ABOUT THIS TASK: Leave out the pictures and repeat every record exactly.

DATA:
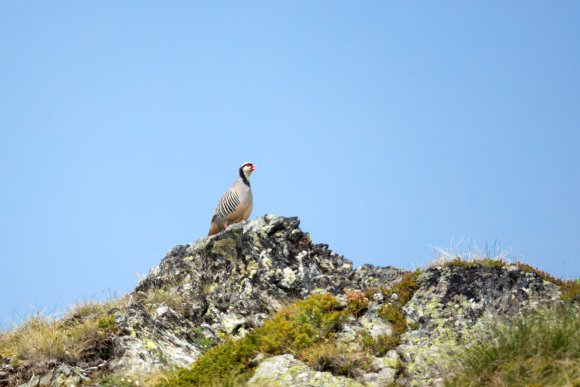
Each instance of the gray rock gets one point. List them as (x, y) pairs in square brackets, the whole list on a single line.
[(228, 284), (284, 370)]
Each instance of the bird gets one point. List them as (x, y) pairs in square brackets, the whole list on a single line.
[(236, 204)]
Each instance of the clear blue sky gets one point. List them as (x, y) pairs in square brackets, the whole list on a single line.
[(387, 127)]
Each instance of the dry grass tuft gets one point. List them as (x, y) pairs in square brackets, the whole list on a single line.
[(85, 332)]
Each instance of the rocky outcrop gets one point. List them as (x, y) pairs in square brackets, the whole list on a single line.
[(226, 285), (230, 283), (284, 370)]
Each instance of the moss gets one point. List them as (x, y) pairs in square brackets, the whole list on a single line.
[(394, 315), (397, 296), (357, 302), (538, 348), (294, 329), (336, 358)]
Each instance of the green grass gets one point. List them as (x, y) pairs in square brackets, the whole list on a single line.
[(305, 329), (540, 348)]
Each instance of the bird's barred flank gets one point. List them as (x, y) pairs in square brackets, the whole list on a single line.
[(228, 204), (236, 204)]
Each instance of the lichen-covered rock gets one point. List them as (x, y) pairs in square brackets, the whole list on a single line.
[(225, 285), (454, 301), (284, 370), (228, 284)]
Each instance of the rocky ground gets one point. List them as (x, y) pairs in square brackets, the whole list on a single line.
[(229, 284)]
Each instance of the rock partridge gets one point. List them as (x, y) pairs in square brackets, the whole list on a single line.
[(236, 204)]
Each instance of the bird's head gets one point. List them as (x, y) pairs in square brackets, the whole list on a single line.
[(246, 169)]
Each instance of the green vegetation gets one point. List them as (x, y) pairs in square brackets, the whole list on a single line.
[(305, 329), (540, 348), (84, 333), (396, 297)]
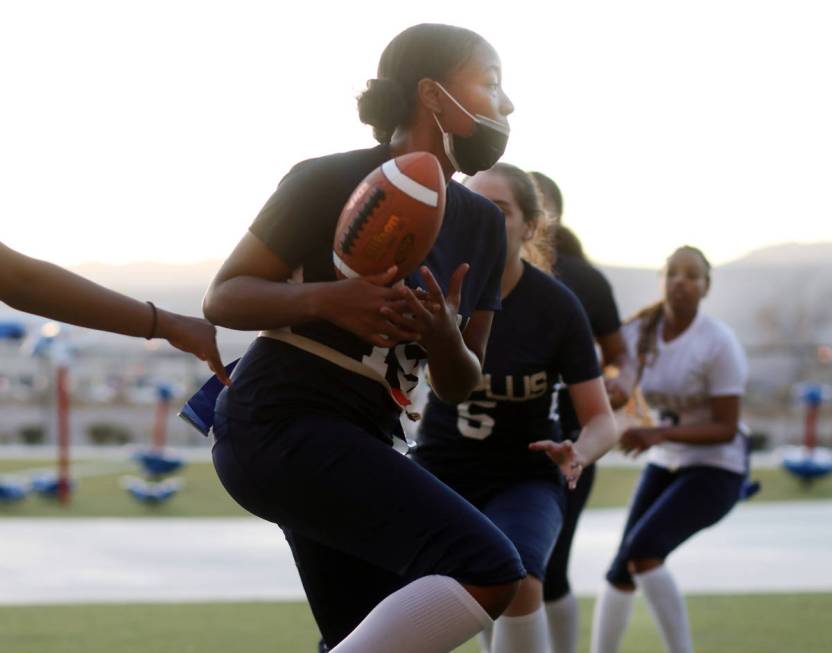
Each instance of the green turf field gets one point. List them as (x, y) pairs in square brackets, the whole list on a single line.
[(721, 624), (202, 496)]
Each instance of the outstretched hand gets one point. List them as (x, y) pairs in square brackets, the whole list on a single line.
[(430, 313), (565, 456), (638, 440), (359, 304), (194, 336)]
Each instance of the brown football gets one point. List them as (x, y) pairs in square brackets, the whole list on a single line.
[(391, 218)]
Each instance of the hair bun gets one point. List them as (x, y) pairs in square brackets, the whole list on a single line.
[(382, 106)]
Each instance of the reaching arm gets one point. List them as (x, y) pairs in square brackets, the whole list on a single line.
[(597, 436), (614, 354), (38, 287), (722, 427)]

ANSWER TO THE EXERCISE:
Each instance of the gray rock gets one point. List them as (x, y) pairs in square brackets, the whole list on a single line.
[(228, 284), (284, 370)]
Each instance of the bird gets one point. List them as (x, y) pairs in square brackets, the whole list on a single line.
[(236, 204)]
Each instance of the clear blue sky gets one point. List them as (x, y) pairs in square brackets, the whole list on a single line.
[(387, 127)]
Each instance of the dry grass tuft gets one point. List them as (x, y) pairs in square brackets, the whole list on a single line.
[(85, 332)]
Each instance of the rocky outcrop gets one point. List them as (x, y) pairs in square brackets, the whole list on a single line.
[(226, 285), (230, 283), (284, 370)]
Each instance of the moss gets one point. List them as (x, y) pairs in square brackets, the whole list on a single line.
[(394, 315), (397, 296), (357, 302), (538, 348), (294, 329), (336, 358)]
Each instance of the green grass gets one point. List them as (x, y) pairs in square brackets, the whole list on a single line.
[(305, 329), (540, 348)]
Each instance of the bird's barred flank gets one point. List them as (x, y) pairs in square brackets, the whole list on a single line.
[(228, 204), (236, 204)]
Each instance of the lichen-covered rock gets one point. List them as (x, y) pairs in square brackets, the whole list on a single line.
[(225, 285), (454, 301), (284, 370), (228, 284)]
Each instance of the rocky ground gets one point. List them as (x, y) pairs in square brackets, the whole list on a single line.
[(229, 284)]
Each instance of the rock partridge gets one point. List them as (x, y) pairs in square brackets, the whole list on a single line.
[(236, 204)]
Each instance of the bird's head gets one point. List them as (x, y) pairs in square brackets, the whole list on a single line.
[(246, 169)]
Each instance of the green vegetation gets one point. List them as (x, y) pairs in square brackets, the whole list on a single line.
[(305, 329), (540, 348), (84, 333), (396, 297)]
Each instance of the green turf field gets one point. List them as (x, y) pairs in square brackets, the whole list on a single line.
[(721, 624), (202, 496)]
Each instance of the outstretched hand gets one point. List them as (x, y) pairs in square brackets, the whole list on a single line.
[(430, 313), (565, 456), (638, 440), (359, 304), (194, 336)]
Each instance of the brown football gets one point. List them as (x, y) pairs in square brackets, the whole list on a single line.
[(391, 218)]
Each instance of the hair bun gets one point. List them as (x, y) pairs in square brackets, the whole list on a single line.
[(382, 106)]
Each instance of the reaching arm gets one point. List them as (x, y) pairs in square brackets, the whole list on a single line.
[(597, 436), (614, 354), (38, 287), (722, 427)]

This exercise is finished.